--- START OF GIVEN ENTRIES ---
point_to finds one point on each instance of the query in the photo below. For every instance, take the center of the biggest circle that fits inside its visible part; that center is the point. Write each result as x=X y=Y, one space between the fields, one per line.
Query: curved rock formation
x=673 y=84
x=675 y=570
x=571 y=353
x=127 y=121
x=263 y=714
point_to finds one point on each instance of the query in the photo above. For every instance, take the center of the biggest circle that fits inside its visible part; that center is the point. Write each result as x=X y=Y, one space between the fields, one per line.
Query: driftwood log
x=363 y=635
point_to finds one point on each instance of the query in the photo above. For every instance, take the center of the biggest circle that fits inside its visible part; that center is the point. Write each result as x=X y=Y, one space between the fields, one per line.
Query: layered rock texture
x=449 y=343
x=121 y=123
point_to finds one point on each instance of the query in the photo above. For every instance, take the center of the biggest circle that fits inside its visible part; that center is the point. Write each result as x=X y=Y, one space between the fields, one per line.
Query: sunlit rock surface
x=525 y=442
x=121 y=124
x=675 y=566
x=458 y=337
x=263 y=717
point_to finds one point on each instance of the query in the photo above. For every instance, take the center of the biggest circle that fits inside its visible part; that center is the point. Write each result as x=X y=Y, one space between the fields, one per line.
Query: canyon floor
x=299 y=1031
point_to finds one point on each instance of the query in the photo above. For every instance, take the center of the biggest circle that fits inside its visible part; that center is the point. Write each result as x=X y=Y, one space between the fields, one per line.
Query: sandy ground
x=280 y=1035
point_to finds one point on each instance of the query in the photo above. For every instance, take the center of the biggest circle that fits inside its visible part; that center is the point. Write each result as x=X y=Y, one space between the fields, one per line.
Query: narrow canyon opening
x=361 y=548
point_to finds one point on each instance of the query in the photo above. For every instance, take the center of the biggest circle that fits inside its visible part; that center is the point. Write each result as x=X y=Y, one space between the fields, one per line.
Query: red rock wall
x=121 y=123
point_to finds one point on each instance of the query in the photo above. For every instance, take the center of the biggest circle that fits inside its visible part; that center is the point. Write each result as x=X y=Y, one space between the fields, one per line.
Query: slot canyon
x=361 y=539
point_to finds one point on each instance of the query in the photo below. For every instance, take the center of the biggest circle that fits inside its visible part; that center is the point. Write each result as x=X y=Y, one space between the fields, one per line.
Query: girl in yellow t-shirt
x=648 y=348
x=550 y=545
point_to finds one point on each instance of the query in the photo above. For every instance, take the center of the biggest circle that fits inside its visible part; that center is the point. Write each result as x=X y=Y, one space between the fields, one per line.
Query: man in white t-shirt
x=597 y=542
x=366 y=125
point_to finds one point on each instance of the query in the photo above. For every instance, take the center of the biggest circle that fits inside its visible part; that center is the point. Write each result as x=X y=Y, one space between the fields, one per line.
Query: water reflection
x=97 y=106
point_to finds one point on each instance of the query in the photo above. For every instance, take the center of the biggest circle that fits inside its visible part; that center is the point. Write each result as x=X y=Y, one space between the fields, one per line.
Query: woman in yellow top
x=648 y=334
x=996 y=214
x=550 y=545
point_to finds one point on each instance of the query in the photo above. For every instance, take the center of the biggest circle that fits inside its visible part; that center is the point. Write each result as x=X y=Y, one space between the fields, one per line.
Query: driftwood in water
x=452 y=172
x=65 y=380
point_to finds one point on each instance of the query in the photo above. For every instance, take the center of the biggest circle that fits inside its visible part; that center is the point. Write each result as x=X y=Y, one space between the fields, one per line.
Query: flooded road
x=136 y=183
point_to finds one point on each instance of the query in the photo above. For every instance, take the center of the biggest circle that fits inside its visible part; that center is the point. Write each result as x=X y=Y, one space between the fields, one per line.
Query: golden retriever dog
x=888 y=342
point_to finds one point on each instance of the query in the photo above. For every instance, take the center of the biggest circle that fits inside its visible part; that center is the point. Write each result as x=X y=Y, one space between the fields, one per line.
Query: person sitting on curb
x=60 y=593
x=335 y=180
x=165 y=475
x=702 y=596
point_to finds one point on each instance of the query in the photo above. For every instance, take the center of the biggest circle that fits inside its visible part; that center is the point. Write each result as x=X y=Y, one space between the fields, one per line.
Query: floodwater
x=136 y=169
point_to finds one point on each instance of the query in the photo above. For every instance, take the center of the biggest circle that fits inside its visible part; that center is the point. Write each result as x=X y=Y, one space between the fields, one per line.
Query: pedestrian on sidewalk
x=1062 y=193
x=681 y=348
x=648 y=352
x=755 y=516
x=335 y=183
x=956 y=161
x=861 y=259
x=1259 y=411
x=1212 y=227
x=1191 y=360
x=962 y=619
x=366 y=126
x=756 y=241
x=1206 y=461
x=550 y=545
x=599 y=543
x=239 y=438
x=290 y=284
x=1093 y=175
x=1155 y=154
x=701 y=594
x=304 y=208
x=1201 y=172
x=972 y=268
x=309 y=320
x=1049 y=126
--- END OF GIVEN ENTRIES ---
▶ _STATED PROBLEM_: Tally the lines in the records above that contain the string "driftwood", counting case, and give only the number.

▶ _RESPONSE_: 2